[Excerpts from segmentation entries]
- - - - - - -
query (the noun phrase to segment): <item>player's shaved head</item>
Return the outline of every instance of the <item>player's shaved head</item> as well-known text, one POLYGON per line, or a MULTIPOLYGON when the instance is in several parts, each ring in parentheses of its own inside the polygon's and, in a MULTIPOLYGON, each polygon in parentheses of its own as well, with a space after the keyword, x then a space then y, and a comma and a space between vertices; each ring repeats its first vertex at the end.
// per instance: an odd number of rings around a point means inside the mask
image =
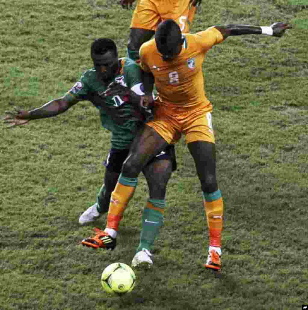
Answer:
POLYGON ((177 54, 176 48, 183 42, 179 27, 171 19, 164 20, 158 25, 155 37, 157 49, 163 58, 164 55, 172 56, 177 54))
POLYGON ((97 39, 91 45, 91 55, 103 55, 109 51, 112 52, 114 55, 117 55, 116 45, 110 39, 97 39))

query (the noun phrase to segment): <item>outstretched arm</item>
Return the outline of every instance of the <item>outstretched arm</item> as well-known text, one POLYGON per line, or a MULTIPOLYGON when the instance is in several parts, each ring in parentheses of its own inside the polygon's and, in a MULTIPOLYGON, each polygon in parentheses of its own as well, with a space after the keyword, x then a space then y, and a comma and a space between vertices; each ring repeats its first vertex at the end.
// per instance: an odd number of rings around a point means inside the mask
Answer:
POLYGON ((221 33, 224 39, 226 39, 229 36, 242 34, 267 34, 281 37, 287 29, 292 28, 288 24, 282 22, 275 23, 270 26, 230 24, 214 27, 221 33))
POLYGON ((5 111, 4 122, 9 124, 9 127, 24 125, 32 120, 52 117, 62 113, 78 102, 76 100, 69 100, 65 96, 29 111, 15 108, 14 111, 5 111))

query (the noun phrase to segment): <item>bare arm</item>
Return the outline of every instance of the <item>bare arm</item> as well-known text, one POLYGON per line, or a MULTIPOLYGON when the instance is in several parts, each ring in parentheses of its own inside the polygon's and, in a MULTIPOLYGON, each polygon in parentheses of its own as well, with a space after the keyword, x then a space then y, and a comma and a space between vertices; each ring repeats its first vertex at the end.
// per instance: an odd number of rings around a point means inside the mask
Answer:
POLYGON ((14 127, 27 123, 29 121, 39 118, 52 117, 61 114, 68 110, 78 102, 76 100, 69 100, 65 96, 54 99, 43 105, 29 111, 15 108, 13 111, 6 111, 5 123, 14 127))
POLYGON ((270 26, 230 24, 214 27, 221 33, 224 39, 229 36, 243 34, 267 34, 281 37, 286 30, 292 28, 288 24, 281 22, 275 23, 270 26))

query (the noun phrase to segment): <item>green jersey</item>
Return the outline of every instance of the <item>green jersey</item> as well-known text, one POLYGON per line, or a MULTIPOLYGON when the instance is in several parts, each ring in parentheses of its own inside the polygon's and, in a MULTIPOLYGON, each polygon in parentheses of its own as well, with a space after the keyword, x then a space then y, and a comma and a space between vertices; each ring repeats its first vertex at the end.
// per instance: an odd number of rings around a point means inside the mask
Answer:
MULTIPOLYGON (((111 82, 120 83, 137 95, 144 94, 139 66, 126 57, 119 59, 119 74, 111 82)), ((92 102, 100 111, 103 127, 111 132, 111 148, 129 148, 144 119, 127 96, 104 96, 108 86, 102 84, 93 68, 83 74, 66 96, 71 100, 92 102)))

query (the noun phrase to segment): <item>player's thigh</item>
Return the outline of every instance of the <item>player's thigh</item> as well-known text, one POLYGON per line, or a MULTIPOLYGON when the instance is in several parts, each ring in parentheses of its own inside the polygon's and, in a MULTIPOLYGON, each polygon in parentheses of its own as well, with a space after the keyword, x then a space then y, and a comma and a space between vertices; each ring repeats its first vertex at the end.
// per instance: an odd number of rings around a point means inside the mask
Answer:
POLYGON ((127 157, 129 151, 128 149, 111 149, 104 161, 106 170, 104 182, 107 193, 111 193, 114 189, 121 173, 123 163, 127 157))
POLYGON ((130 28, 155 31, 160 21, 158 10, 154 2, 138 0, 133 13, 130 28))
POLYGON ((147 182, 150 197, 164 199, 166 188, 173 171, 176 169, 174 145, 169 145, 156 155, 143 172, 147 182))
POLYGON ((206 141, 195 141, 187 145, 195 161, 202 190, 206 193, 215 191, 217 185, 215 144, 206 141))
POLYGON ((128 44, 129 48, 133 51, 139 51, 143 44, 150 40, 154 33, 154 31, 148 29, 130 28, 128 44))
MULTIPOLYGON (((141 171, 148 162, 167 145, 166 141, 154 129, 146 125, 139 131, 131 147, 123 169, 141 171)), ((140 171, 139 172, 140 172, 140 171)))

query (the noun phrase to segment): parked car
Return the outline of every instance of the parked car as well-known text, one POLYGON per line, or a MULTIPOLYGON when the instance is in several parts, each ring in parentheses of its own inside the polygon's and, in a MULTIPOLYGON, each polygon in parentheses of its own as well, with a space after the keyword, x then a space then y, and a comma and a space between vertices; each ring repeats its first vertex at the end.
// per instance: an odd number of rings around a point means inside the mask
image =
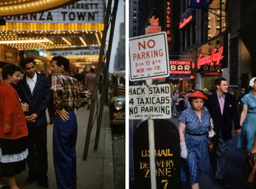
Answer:
POLYGON ((125 72, 111 75, 109 104, 111 125, 125 124, 125 72))

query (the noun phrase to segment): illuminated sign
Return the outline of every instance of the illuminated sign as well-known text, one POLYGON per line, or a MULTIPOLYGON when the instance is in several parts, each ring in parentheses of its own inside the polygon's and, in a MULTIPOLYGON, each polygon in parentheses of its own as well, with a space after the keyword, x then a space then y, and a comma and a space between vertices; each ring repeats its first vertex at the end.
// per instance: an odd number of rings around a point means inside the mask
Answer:
POLYGON ((104 23, 103 0, 82 0, 50 11, 29 15, 0 17, 7 22, 21 23, 104 23))
POLYGON ((158 18, 155 18, 154 16, 152 16, 148 22, 150 25, 148 26, 145 29, 145 35, 161 32, 161 27, 158 26, 158 18))
POLYGON ((205 0, 189 0, 188 7, 193 8, 204 8, 206 5, 205 0))
POLYGON ((192 19, 193 18, 192 15, 190 15, 188 18, 184 18, 184 20, 183 21, 183 22, 179 22, 179 28, 180 29, 181 29, 182 28, 183 28, 184 26, 185 26, 188 23, 189 23, 190 21, 192 20, 192 19))
POLYGON ((171 38, 171 1, 166 1, 165 12, 165 31, 167 34, 167 41, 170 42, 171 38))
POLYGON ((190 75, 192 73, 192 60, 172 60, 170 61, 170 65, 171 74, 190 75))
POLYGON ((203 57, 202 54, 200 54, 197 60, 197 68, 200 69, 202 65, 221 65, 220 61, 223 58, 223 46, 220 47, 219 49, 214 49, 210 55, 203 57))
POLYGON ((49 56, 79 56, 98 55, 100 54, 100 46, 91 46, 90 49, 81 49, 73 51, 49 51, 49 56))

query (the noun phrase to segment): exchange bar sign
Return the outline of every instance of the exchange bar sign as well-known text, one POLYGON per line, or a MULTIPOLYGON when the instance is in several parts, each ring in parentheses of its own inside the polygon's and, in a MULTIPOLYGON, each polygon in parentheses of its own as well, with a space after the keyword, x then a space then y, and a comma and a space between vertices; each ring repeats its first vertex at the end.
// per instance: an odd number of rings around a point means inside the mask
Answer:
POLYGON ((165 32, 130 38, 129 54, 131 81, 170 75, 165 32))
POLYGON ((171 117, 170 85, 130 86, 129 94, 130 119, 171 117))

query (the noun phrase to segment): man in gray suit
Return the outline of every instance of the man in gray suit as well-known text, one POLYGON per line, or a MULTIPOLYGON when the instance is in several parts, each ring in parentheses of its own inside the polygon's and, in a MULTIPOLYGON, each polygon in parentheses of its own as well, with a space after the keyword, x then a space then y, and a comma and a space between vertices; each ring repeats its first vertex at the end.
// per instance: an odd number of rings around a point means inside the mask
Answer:
POLYGON ((219 185, 223 188, 229 185, 224 180, 226 169, 226 155, 228 141, 232 138, 232 121, 234 132, 239 135, 241 132, 237 104, 235 96, 228 93, 227 80, 219 78, 215 81, 217 91, 207 96, 206 106, 213 120, 215 136, 211 138, 214 143, 211 164, 215 172, 215 178, 219 185))
MULTIPOLYGON (((95 85, 95 78, 96 74, 94 73, 95 66, 92 65, 90 72, 86 73, 85 79, 85 87, 92 92, 93 91, 95 85)), ((90 104, 88 104, 87 109, 90 109, 90 104)))

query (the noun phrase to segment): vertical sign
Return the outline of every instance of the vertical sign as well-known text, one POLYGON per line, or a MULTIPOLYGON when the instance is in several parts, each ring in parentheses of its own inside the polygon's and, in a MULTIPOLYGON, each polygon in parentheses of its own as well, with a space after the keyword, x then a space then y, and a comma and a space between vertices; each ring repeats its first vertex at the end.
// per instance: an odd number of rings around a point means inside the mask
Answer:
MULTIPOLYGON (((154 120, 155 155, 157 188, 180 189, 179 135, 168 119, 154 120)), ((150 189, 147 121, 138 124, 134 134, 135 186, 150 189)))
POLYGON ((130 38, 129 56, 131 81, 170 75, 165 32, 130 38))

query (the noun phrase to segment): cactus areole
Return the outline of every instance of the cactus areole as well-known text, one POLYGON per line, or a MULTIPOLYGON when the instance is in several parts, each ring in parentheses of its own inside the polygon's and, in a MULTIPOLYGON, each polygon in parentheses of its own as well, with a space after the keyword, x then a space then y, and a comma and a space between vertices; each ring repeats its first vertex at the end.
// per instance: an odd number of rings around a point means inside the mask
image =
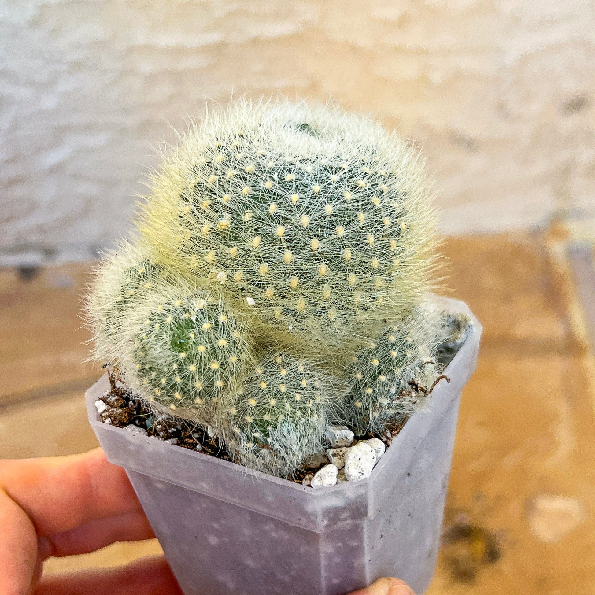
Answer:
POLYGON ((289 477, 329 425, 381 434, 425 406, 466 331, 424 299, 436 217, 405 140, 242 99, 192 123, 149 186, 86 306, 95 358, 149 406, 289 477))

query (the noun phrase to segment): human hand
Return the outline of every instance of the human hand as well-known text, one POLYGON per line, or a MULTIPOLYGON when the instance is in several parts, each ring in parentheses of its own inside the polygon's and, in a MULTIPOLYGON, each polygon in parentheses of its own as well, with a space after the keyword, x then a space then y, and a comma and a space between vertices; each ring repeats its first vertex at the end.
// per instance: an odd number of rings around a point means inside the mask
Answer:
MULTIPOLYGON (((154 537, 126 472, 101 449, 82 455, 0 461, 2 595, 183 595, 162 556, 119 568, 42 578, 51 556, 87 553, 154 537)), ((350 595, 415 595, 380 578, 350 595)))
POLYGON ((406 583, 399 578, 379 578, 369 587, 354 591, 349 595, 415 595, 406 583))
POLYGON ((101 449, 0 461, 0 527, 2 595, 183 595, 162 556, 42 578, 50 556, 154 537, 126 472, 101 449))

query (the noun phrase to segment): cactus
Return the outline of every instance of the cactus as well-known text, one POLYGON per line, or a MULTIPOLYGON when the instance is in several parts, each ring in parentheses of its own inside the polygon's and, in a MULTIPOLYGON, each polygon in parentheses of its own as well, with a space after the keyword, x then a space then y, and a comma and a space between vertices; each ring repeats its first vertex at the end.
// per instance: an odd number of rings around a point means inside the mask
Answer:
- - - - - - -
[WHAT IS EXPECTED]
Put the lines of the entries above, starting at the line that contains "query (the noun phrase to segment): <item>bare" and ending at the line that contains "POLYGON ((270 26, 230", into a Markdown table with the columns "No." and "Line", omitting any blank lines.

[FINAL ANSWER]
| No. | Line |
|---|---|
| 1 | query (the noun phrase to segment): <item>bare arm</item> |
| 2 | Return the outline of every instance of the <item>bare arm</item> as well-known text, one POLYGON per line, or a MULTIPOLYGON when the instance is in several parts, each ring in parentheses of its own inside the polygon's and, in a MULTIPOLYGON, each polygon in parentheses of its own as well, with a space after the keyword, x then a space then y, and a comma and a space between vertices; each ring repeats its first vertex at the end. |
| 3 | // per instance: an odd number of rings around a point means inside the mask |
| 4 | Answer: |
| 5 | POLYGON ((14 127, 27 123, 29 121, 39 118, 52 117, 61 114, 68 110, 78 102, 76 100, 69 100, 65 96, 54 99, 43 105, 29 111, 15 108, 13 111, 6 111, 5 123, 14 127)) |
| 6 | POLYGON ((270 26, 230 24, 214 27, 221 33, 224 39, 229 36, 243 34, 267 34, 281 37, 286 30, 292 28, 288 24, 281 22, 275 23, 270 26)) |